**TO DO**
Transcribe the closing lines of the listing exactly, starting at the one that contains "For the trial run, indicate each instance of the deck post" and including the last.
^^^^^^^^^^^^^^^^
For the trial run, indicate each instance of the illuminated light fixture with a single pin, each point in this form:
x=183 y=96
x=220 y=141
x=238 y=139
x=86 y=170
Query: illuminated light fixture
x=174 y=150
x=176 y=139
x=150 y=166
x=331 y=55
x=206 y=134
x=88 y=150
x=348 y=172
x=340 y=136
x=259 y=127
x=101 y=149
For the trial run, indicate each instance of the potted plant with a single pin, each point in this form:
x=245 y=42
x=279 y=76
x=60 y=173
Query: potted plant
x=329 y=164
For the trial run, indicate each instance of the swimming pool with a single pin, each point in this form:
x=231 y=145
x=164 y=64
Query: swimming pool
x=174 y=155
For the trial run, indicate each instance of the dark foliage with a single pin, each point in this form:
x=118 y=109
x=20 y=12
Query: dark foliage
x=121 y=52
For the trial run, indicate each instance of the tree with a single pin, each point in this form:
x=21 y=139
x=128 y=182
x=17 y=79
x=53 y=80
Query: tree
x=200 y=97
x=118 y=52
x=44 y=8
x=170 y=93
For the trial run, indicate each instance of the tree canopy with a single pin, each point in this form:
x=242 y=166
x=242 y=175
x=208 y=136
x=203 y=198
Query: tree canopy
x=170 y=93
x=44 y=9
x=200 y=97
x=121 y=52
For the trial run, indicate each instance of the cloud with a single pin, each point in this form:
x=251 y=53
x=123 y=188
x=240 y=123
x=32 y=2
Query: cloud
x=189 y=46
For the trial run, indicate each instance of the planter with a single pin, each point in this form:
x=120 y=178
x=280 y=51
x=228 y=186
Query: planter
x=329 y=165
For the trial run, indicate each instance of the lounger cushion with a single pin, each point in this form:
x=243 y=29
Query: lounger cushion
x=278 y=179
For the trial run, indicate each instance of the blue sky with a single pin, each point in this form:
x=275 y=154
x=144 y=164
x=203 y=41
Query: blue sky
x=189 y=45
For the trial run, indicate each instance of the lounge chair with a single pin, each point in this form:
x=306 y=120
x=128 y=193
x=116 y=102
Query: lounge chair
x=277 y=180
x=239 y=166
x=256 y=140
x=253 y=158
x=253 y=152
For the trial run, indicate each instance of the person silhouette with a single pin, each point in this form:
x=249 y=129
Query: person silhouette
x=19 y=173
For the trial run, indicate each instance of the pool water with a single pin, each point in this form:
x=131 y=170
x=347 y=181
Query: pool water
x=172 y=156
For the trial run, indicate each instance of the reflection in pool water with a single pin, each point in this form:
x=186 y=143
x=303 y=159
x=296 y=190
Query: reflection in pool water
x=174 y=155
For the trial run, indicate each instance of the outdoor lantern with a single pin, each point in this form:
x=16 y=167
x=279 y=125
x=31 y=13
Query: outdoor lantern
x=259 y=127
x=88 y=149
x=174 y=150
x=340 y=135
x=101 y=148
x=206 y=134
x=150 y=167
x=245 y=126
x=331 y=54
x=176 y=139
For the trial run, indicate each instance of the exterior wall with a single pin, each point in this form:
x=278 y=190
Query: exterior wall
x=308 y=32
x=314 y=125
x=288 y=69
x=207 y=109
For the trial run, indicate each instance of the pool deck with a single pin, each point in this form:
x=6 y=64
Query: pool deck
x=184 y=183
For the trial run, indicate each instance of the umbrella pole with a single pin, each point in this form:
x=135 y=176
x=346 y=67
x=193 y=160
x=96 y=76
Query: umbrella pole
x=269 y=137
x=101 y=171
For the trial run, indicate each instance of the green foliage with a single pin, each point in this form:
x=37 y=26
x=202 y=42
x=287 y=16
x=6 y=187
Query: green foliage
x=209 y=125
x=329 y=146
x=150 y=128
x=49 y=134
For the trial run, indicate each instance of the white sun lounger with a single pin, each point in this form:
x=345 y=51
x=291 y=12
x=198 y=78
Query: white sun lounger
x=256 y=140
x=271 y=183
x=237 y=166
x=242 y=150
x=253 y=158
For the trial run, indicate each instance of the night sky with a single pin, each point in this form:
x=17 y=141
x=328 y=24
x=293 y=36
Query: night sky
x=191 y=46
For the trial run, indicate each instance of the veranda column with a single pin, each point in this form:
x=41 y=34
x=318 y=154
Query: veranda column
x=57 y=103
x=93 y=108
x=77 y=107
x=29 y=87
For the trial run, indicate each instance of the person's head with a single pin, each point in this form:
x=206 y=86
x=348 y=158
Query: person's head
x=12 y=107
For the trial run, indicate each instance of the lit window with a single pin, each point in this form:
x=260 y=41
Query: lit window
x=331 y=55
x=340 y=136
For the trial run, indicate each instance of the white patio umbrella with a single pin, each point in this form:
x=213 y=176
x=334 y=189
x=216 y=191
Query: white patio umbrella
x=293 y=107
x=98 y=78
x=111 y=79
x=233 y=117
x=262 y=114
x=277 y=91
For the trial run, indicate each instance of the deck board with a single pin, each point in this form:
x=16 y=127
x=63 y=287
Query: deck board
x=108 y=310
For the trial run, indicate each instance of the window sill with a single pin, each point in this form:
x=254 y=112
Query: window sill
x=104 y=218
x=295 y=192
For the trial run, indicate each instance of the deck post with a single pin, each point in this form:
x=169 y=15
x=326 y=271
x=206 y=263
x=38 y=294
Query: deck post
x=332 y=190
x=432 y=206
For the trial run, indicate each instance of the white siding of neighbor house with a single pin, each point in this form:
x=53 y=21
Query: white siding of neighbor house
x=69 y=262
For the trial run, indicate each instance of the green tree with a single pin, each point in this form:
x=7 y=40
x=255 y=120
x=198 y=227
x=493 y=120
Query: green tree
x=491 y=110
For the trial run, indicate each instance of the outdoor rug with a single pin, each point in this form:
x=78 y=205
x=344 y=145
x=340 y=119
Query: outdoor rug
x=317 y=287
^^^^^^^^^^^^^^^^
**PROBLEM SOLUTION**
For the trial run, indicate each instance of the deck post with a single pin, each point in this form:
x=169 y=15
x=326 y=271
x=206 y=263
x=38 y=294
Query: deck post
x=332 y=190
x=432 y=206
For the trial run, indicate each instance of the white siding of neighbor house with a single pin, each point in this form:
x=53 y=21
Query: white siding of neighbor house
x=69 y=262
For the trial run, indicate each instance of the green tree with a single pin, each point in this form:
x=7 y=40
x=255 y=120
x=198 y=227
x=493 y=120
Query: green tree
x=491 y=110
For the trial run, indicate each instance of the outdoor rug with a single pin, each point in this form:
x=78 y=205
x=344 y=145
x=340 y=119
Query: outdoor rug
x=317 y=287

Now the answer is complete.